Write the next few sentences of the passage on Green's ABA work and the U.S. attorneys scandal paper, starting after its final sentence.
** Opening SUPPLIED PASSAGE block **
Green’s work on behalf of his profession has earned him election as vice chair of the ABA’s criminal justice section, which puts him in line to serve as chair in 2010.
“Lawyers collectively can accomplish a great deal. A lot of what I’ve done with other lawyers has been in the ethics area, working to interpret the ethics rules and occasionally to convince the bar and the courts to adopt new ethics rules,” he said.
A prolific contributor to law journals, one of Green’s recent papers was “The U.S. Attorneys Scandal and the Allocation of Prosecutorial Power” in the Ohio State Law Review. He and a co-author examined how decision-making is divided in federal criminal cases between the attorney general, U.S. attorneys and trial prosecutors.
The article’s point of departure was the Bush Administration’s dismissal of seven U.S. attorneys in 2006 for reasons that evidently related to partisan politics. Green acknowledged that in the end, the public may never know how extensively partisan politics played a part in the firings.
** Closing SUPPLIED PASSAGE block **
** Opening RECORD EXCERPTS block **
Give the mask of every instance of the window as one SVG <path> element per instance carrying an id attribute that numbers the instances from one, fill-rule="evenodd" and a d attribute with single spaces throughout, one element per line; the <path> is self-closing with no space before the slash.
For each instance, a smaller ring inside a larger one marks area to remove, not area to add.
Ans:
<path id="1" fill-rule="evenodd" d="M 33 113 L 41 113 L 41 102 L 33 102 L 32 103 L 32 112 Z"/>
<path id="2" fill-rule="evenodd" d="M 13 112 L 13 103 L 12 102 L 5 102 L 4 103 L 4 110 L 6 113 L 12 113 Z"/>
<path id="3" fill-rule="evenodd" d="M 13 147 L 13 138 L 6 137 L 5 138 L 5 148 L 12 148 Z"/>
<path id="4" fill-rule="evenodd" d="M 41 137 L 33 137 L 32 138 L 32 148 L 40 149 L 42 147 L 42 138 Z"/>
** Closing RECORD EXCERPTS block **
**RESPONSE BOX:**
“It is surprising that a lot of U.S. attorneys were asked to resign at the same time by the president of the party that appointed them. Obviously if a Democrat gets elected in November, the tradition is to pretty much replace all the Republican U.S. attorneys with Democratic appointees. That’s nothing new; but in the middle of a presidency, that was really unusual,” he said.
The article suggests that greater deference to low-level prosecutors may be necessary to prevent improper partisan considerations from entering into criminal prosecutions. This challenges the ordinary thinking, which is that decision making at the top is needed as a check on rogue trial prosecutors.
Of course, being up-to-date on legal trends has kept him abreast of other worrisome developments. Green said that when he graduated from Columbia Law School in 1981, lawyers in New York City corporate law firms thought they were being overworked because they were required to bill 1,600 to 1,800 hours a year. But today’s graduates who go on to top law firms bill as much as 2,200 hours. As a result, pro bono work for indigent clients and bar association work gets pushed aside, he said.
“Over the course of two centuries, we lawyers have worked out how to represent a guilty client, but we haven’t worked out how to lead a normal life and have a family and serve our communities and do all the other things we think we ought to do,” he said.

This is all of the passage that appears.